Congenital hypothyroidism is a condition characterised by a loss of thyroid function. It affects approximately one child in 4,000 births, and up to 20% of cases are hereditary. Congenital hypothyroidism may be the result of the thyroid gland developing incorrectly, complete failure of the gland to develop at all, or the result of an enzyme defect which prevents the production of thyroid hormone. Some children have an ectopic thyroid gland, which means that the thyroid gland develops, but in the wrong position. The thyroid gland is usually located in the neck, below the position of the Adam’s apple. Ectopic thyroid glands are commonly small and less active than the normal thyroid gland, and often the function of an ectopic thyroid gland will become progressively worse over time.
The Guthrie Test
The Guthrie Test is a screening test which can detect congenital hypothyroidism, cystic fibrosis, phenylketonuria and several other diseases in the newborn. The Guthrie test is commonly called the heel prick test, because it uses a sample of blood obtained by pricking the newborn’s heel. A small amount of blood is placed onto a card of filter paper, which is sent to the laboratory where a series of tests are performed on the sample. In the case of congenital hypothyroidism, the blood sample is tested for the levels of thyroid stimulating hormone (or TSH), a hormone which signals to the thyroid gland to produce thyroid hormones, as well as the levels of the thyroid hormones themselves. A positive Guthrie test for congenital hypothyroidism will show higher than normal levels of TSH, and levels of thyroid hormone below the normal range. If the Guthrie test is positive, thyroid function tests are also ordered to confirm the diagnosis of congenital hypothyroidism. A thyroid scan may also be performed.
Signs and Symptoms
With the introduction of the Guthrie Screening test, congenital hypothyroidism is generally detected prior to the development of signs and symptoms. If the condition remains undetected, congenital hypothyroidism may present with the following signs and symptoms:
- Cool skin and lower body temperature
- Jaundice (yellow skin and eyes)

RAW DATA.
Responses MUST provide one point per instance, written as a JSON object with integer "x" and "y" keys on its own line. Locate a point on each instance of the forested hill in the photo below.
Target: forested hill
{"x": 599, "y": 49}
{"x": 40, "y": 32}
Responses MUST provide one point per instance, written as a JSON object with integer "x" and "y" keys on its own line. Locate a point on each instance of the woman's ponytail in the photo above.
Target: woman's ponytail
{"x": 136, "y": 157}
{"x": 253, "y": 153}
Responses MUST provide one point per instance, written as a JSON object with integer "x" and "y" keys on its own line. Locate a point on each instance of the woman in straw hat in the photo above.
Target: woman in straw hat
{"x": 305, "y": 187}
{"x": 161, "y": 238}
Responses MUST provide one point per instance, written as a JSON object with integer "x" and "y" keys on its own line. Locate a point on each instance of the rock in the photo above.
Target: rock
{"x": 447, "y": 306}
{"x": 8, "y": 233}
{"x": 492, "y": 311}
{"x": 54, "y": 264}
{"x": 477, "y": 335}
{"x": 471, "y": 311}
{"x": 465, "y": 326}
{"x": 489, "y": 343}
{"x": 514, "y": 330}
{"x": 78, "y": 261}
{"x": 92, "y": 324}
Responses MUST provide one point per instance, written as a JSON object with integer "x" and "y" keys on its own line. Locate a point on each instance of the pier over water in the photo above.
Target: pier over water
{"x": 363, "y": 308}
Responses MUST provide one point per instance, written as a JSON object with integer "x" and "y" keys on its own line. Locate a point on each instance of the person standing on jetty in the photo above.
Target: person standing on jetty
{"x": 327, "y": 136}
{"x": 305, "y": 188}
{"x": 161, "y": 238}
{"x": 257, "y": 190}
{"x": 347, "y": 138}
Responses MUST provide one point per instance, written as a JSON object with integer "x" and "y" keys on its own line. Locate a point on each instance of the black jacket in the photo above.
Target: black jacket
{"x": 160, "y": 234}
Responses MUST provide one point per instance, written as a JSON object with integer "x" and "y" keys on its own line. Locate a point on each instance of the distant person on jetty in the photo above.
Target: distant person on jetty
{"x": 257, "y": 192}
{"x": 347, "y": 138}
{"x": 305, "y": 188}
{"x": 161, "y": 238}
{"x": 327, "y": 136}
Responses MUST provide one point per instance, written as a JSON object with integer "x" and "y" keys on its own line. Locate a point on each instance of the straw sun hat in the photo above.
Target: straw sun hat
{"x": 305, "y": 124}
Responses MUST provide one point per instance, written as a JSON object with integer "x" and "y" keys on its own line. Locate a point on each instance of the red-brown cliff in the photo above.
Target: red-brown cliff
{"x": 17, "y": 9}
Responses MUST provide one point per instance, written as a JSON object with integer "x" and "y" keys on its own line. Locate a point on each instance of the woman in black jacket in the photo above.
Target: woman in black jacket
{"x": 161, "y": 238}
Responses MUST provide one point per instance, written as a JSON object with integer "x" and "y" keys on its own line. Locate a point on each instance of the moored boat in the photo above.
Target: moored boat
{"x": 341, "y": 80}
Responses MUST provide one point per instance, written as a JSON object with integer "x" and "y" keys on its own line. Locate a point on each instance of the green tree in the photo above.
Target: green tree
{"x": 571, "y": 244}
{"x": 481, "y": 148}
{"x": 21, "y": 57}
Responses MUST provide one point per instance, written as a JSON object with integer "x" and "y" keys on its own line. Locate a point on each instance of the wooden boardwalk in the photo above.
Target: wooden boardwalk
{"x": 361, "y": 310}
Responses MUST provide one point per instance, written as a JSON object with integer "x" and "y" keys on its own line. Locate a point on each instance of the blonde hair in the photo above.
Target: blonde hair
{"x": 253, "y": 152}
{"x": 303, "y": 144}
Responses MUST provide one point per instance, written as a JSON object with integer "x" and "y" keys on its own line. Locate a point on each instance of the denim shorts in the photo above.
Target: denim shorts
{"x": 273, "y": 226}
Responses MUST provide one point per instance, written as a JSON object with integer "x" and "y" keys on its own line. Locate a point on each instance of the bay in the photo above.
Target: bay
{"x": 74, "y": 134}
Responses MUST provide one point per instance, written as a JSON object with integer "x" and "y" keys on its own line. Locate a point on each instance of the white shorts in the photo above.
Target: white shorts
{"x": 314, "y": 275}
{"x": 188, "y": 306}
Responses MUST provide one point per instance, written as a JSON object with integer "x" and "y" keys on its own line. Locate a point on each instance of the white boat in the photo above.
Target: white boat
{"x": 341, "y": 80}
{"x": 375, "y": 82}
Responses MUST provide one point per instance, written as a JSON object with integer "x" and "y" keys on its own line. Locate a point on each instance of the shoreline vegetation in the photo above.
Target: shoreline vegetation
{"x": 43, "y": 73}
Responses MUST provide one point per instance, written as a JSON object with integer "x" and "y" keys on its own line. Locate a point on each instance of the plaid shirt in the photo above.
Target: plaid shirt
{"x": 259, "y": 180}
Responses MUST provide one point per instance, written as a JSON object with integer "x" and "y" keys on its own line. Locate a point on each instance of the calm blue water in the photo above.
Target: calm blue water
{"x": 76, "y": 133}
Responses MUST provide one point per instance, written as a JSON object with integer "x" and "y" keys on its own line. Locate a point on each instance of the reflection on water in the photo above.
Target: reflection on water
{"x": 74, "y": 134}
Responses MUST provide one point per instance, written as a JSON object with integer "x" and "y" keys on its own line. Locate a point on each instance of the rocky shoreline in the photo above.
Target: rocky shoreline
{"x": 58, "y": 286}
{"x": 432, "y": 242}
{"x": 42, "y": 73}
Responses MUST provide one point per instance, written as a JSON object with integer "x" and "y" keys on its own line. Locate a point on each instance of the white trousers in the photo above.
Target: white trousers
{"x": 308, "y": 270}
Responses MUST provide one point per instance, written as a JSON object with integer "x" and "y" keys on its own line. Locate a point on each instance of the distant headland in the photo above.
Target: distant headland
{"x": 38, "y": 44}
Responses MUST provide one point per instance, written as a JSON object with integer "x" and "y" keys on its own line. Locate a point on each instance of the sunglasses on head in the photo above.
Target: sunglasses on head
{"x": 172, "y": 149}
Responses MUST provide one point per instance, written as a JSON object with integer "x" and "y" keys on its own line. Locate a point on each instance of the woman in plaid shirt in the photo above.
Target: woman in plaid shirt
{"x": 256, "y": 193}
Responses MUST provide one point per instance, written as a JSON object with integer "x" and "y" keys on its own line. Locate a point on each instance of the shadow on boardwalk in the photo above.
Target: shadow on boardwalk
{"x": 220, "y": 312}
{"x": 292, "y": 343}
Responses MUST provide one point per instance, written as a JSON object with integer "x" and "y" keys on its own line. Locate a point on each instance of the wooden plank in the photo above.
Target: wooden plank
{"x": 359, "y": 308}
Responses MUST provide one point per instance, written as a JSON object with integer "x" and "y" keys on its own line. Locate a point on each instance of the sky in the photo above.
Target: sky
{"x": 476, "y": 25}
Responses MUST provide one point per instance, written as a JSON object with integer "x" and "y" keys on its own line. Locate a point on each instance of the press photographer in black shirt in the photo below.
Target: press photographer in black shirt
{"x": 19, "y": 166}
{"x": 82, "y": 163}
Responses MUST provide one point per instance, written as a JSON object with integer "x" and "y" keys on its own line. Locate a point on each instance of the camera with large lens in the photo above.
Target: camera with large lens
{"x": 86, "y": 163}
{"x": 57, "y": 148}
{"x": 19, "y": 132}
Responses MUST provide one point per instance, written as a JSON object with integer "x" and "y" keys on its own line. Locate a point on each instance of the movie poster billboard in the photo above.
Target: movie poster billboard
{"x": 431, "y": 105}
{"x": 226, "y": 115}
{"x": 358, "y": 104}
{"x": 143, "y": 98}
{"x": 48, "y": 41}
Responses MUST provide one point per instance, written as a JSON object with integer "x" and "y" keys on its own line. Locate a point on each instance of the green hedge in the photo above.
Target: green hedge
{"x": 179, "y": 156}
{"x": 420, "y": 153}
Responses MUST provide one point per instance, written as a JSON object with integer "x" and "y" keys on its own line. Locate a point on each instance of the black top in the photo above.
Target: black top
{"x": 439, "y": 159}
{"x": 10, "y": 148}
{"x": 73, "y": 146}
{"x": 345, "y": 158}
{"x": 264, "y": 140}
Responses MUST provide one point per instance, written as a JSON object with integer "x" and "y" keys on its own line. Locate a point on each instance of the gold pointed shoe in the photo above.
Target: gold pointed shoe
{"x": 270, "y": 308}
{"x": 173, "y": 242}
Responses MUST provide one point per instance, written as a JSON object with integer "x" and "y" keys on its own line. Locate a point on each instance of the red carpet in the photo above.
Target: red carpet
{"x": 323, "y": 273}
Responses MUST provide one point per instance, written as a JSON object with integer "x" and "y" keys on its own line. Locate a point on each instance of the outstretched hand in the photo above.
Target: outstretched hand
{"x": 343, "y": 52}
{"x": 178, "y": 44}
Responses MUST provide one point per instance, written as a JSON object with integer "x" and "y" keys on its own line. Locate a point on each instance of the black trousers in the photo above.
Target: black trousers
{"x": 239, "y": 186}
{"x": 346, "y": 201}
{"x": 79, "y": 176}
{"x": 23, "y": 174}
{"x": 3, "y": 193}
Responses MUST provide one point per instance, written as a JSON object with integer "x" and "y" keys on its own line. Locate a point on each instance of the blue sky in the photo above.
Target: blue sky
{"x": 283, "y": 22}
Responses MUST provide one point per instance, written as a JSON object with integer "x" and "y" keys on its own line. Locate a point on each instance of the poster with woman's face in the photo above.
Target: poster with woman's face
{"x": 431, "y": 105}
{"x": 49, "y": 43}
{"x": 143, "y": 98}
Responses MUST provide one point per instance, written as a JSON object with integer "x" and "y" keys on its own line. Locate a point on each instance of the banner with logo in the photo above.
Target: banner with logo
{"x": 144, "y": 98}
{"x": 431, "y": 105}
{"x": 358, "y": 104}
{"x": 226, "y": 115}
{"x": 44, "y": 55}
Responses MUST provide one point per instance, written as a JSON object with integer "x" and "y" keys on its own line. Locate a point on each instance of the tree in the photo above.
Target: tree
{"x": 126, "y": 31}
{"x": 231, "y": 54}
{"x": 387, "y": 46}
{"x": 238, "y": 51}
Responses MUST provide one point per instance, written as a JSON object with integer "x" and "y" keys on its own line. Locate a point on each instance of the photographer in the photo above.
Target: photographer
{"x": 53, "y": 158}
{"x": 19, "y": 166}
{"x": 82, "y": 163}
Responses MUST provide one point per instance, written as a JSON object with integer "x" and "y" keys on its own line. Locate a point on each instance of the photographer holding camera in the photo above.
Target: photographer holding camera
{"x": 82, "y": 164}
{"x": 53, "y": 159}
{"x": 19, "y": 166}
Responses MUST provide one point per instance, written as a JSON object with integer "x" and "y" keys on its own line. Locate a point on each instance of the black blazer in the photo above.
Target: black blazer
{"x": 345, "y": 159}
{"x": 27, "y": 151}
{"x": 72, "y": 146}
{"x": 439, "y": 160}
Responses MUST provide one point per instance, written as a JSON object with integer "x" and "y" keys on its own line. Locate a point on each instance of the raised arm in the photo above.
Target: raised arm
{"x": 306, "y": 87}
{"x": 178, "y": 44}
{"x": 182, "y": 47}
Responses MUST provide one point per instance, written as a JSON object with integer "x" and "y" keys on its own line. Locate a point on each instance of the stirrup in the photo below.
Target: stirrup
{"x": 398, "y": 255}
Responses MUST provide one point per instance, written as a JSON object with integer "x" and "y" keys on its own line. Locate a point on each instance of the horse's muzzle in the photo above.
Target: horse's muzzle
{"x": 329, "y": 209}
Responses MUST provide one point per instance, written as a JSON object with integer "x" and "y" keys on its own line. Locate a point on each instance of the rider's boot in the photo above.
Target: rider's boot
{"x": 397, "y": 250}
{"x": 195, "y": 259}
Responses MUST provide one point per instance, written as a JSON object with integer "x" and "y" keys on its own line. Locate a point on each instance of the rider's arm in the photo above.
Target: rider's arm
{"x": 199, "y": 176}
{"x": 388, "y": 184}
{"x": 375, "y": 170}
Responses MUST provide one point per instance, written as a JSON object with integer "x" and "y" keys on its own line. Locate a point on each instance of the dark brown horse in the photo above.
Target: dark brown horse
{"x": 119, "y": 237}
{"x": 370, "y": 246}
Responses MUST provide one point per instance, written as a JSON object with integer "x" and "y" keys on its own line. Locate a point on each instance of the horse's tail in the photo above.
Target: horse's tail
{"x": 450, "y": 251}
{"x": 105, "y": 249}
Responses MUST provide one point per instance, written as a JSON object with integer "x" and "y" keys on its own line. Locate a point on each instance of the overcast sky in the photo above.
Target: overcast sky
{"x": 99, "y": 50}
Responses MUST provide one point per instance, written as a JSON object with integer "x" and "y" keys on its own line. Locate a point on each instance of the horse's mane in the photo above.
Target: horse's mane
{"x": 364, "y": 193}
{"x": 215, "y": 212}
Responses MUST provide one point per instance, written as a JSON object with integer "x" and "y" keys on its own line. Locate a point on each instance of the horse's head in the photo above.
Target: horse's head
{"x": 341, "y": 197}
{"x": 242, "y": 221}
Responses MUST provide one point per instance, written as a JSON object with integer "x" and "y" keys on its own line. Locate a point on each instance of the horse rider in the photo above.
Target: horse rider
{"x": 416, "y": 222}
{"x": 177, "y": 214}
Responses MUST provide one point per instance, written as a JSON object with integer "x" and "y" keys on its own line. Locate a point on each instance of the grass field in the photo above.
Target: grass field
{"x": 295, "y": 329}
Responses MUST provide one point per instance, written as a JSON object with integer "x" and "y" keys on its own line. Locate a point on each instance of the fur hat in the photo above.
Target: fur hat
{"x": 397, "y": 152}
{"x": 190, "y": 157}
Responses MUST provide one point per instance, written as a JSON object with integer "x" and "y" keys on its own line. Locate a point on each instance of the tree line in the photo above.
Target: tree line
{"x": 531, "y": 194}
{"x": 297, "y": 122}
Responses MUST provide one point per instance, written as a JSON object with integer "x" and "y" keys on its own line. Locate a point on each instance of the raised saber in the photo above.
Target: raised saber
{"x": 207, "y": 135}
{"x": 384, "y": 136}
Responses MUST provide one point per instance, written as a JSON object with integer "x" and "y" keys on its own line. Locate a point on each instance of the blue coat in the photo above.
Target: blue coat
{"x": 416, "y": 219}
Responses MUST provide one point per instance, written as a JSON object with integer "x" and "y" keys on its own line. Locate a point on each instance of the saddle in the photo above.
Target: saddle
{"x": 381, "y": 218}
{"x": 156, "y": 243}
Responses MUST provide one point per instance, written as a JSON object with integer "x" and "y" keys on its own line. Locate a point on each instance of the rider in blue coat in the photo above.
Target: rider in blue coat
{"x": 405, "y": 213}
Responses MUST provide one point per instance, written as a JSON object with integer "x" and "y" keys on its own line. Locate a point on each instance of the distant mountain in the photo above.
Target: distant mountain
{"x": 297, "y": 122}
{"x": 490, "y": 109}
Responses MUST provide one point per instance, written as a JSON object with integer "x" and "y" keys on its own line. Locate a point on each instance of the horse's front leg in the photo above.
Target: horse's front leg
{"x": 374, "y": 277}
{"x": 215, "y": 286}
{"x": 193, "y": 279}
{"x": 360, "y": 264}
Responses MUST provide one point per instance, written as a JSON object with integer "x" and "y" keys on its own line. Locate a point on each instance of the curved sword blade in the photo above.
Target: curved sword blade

TASK REQUIREMENTS.
a) Reproduce the congenital hypothyroidism passage word for word from "Congenital hypothyroidism is a" to "worse over time.".
b) Resume the congenital hypothyroidism passage at the point where it stops.
The data has no connection to the passage on congenital hypothyroidism.

ANSWERS TO THE PROBLEMS.
a)
Congenital hypothyroidism is a condition characterised by a loss of thyroid function. It affects approximately one child in 4,000 births, and up to 20% of cases are hereditary. Congenital hypothyroidism may be the result of the thyroid gland developing incorrectly, complete failure of the gland to develop at all, or the result of an enzyme defect which prevents the production of thyroid hormone. Some children have an ectopic thyroid gland, which means that the thyroid gland develops, but in the wrong position. The thyroid gland is usually located in the neck, below the position of the Adam’s apple. Ectopic thyroid glands are commonly small and less active than the normal thyroid gland, and often the function of an ectopic thyroid gland will become progressively worse over time.

b)
- Fatigue and drowsiness
- Poor feeding
- Delayed growth and development
- Dryness of skin and hair
- Large tongue size
- Excessive crying
Consequences and Treatment
If untreated, congenital hypothyroidism can have serious consequences. Of note, untreated congenital hypothyroidism may result in permanent intellectual disability, growth and developmental delay and effects on the nervous system. However, with the advent of the Guthrie test, the majority of cases of congenital hypothyroidism are detected early and treatment is initiated immediately to prevent the complications of the disorder.
The aim of treatment for congenital hypothyroidism is to give the child the thyroid hormones their thyroid gland is unable to produce. The hormone which is replaced is called thyroxine, and it is generally given in the form of a tablet. It is important that thyroxine tablets are taken regularly and that the levels of thyroxine in the blood are monitored regularly to ensure that the right dosage is being administered to prevent the symptoms and consequences of the condition. In most patients, long-term treatment with thyroxine provides excellent results.